= ARTICLE =
============

Needs for Church Administration
Needs for Good Church Administration
There are many needs which call attention to the importance of good church administration and to the necessity of an adequate conceptual approach such as this book sets forth. Some of these needs are rather apparent.
A Church Needs Good Administration
A church is an organism. An organism is a complex structure of interdependent and subordinate elements whose relations and properties are largely determined by their function in the whole. The church, an organism, is a basic unit constituted to carry on the activities of its life by means of parts separate in function but mutually dependent. Such an organism requires administration— good administration—if it is to be very effective.
A Church is of God and people
There is an essential partnership between God and persons in the life and work of a church. Church administration concerns itself with presenting the human element in the partnership equation as a disciplined, orderly, purposeful instrument to be directed and used of God as He sees fit. The premise of this book is that a well-administered organism is required by the very nature of the church and is likely to be more usable under God than a disorderly organism. The maxim attributed to W. T. Conner captures this perspective: “The Lord can cut more timber with a sharp axe than with a dull one.” Church administration at-tempts to sharpen the axe.
Church resources are limited
Church administration concerns itself with the overall guidance provided by church leaders as they utilize the spiritual, human, physical, and financial resources of the church to enable the church to move toward fulfilling its purpose and objectives. On the human plane, church resources are limited. The limitation of resources makes the management of them more imperative. Church administration offers good management for a church’s limited resources.

============

= OBJECTIVE A =
Summarize the church administration text in two sentences.

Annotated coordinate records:
============

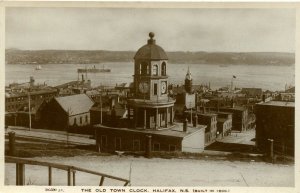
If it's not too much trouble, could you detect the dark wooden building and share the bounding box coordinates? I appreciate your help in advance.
[41,94,94,130]
[255,101,295,155]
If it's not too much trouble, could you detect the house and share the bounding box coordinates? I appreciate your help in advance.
[185,111,217,146]
[93,32,206,153]
[219,106,248,132]
[94,124,205,153]
[241,88,263,99]
[41,94,94,130]
[215,112,232,138]
[255,101,295,156]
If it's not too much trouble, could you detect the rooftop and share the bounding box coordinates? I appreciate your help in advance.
[134,32,168,60]
[94,123,206,138]
[257,101,295,107]
[55,94,94,116]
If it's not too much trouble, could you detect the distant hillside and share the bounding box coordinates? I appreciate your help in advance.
[5,49,295,65]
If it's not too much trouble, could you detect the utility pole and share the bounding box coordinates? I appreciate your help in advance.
[100,91,102,125]
[268,139,274,163]
[190,102,193,125]
[28,86,31,131]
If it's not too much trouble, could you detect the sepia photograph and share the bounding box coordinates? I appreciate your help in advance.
[1,3,297,193]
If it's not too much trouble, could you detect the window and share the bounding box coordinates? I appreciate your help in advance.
[153,143,160,151]
[100,135,107,147]
[147,65,150,74]
[139,64,142,74]
[169,145,176,151]
[115,137,121,150]
[73,117,77,125]
[161,62,167,76]
[133,139,140,151]
[141,62,149,75]
[152,64,158,76]
[153,83,157,95]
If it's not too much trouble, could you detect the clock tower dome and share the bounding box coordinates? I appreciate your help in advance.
[128,32,175,129]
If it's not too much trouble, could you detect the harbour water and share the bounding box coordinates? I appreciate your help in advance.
[5,62,295,91]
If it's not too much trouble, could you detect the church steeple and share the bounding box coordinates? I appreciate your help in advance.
[184,67,193,93]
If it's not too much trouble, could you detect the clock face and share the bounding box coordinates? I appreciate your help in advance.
[161,82,167,94]
[139,82,149,94]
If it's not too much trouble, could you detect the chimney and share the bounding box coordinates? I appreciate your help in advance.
[263,94,266,102]
[183,119,188,132]
[193,113,198,127]
[231,99,235,108]
[29,76,34,86]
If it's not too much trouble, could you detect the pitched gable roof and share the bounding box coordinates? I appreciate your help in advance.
[55,94,94,116]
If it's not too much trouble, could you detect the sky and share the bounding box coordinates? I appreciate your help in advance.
[5,7,296,52]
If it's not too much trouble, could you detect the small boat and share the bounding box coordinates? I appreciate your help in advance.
[219,64,229,67]
[77,65,111,73]
[35,65,42,70]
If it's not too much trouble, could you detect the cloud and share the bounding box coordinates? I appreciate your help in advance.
[6,8,295,52]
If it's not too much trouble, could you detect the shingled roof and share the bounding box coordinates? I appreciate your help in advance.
[134,32,168,60]
[55,94,94,116]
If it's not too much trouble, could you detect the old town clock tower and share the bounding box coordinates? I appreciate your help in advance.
[128,32,175,129]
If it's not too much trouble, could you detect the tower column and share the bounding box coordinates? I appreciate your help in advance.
[155,108,158,129]
[170,106,174,125]
[133,107,138,128]
[127,106,130,121]
[144,109,147,129]
[165,107,169,127]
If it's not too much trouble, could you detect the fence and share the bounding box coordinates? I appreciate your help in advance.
[5,156,130,186]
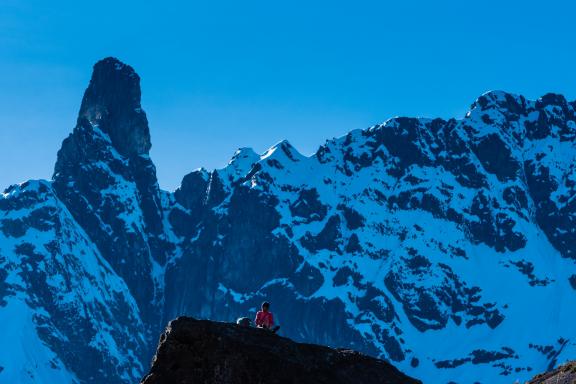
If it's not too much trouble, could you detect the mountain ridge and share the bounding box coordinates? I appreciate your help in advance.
[0,58,576,383]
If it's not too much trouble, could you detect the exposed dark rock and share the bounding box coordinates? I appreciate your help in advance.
[142,317,419,384]
[526,361,576,384]
[290,188,328,222]
[300,215,340,251]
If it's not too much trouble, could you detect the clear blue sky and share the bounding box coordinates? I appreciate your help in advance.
[0,0,576,189]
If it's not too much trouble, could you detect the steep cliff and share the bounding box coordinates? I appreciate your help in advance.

============

= OBJECTIVE B =
Lay out the stretch of rows from the line containing "the clock face" through the line containing "[5,156,130,186]" as a Markdown table with columns Nr and Line, leaving out blank lines.

= FINAL ANSWER A =
A church is an organism of mutually dependent parts, and it requires good administration if it is to be very effective. Church administration seeks to present the human element in the partnership between God and persons as a disciplined, orderly instrument for God's use, and to provide good management for the church's limited spiritual, human, physical, and financial resources.

= FINAL ANSWER B =
| Nr | Line |
|---|---|
| 1 | If it's not too much trouble, could you detect the clock face and share the bounding box coordinates? I appreciate your help in advance. |
| 2 | [161,82,167,94] |
| 3 | [139,82,149,94] |
| 4 | If it's not too much trouble, could you detect the chimney and share the bounding box coordinates? I appreciate your help in advance. |
| 5 | [263,94,266,102] |
| 6 | [183,119,188,132] |
| 7 | [193,113,198,127] |
| 8 | [231,99,235,108] |
| 9 | [29,76,34,86] |
| 10 | If it's not too much trouble, could you detect the pitched gable roof and share the bounding box coordinates? I appreciate your help in advance. |
| 11 | [55,94,94,116] |
| 12 | If it's not too much trouble, could you detect the sky and share the bounding box coordinates? I appreciate your help in advance. |
| 13 | [5,7,296,52] |
| 14 | If it's not too much trouble, could you detect the small boat and share the bounding box coordinates? I appreciate your help in advance. |
| 15 | [219,64,229,67] |
| 16 | [77,65,111,73] |
| 17 | [35,65,42,70] |
| 18 | If it's not too much trouble, could you detect the cloud and share the bounding box coordinates? I appreciate your help in advance. |
| 19 | [6,8,295,52] |
| 20 | If it's not too much trouble, could you detect the shingled roof and share the bounding box coordinates? I appreciate your help in advance. |
| 21 | [134,32,168,60] |
| 22 | [55,94,94,116] |
| 23 | If it's not too much trouble, could you detect the old town clock tower and share the bounding box coordinates? I appreciate your help in advance. |
| 24 | [128,32,175,129] |
| 25 | If it's not too much trouble, could you detect the tower column and share the bounding box coordinates? I appreciate your help in advance. |
| 26 | [155,108,158,129] |
| 27 | [170,106,174,125] |
| 28 | [133,107,138,128] |
| 29 | [127,106,130,121] |
| 30 | [144,109,147,129] |
| 31 | [165,107,169,127] |
| 32 | If it's not too much trouble, could you detect the fence and share the bounding box coordinates? I appreciate your help in advance. |
| 33 | [5,156,130,186] |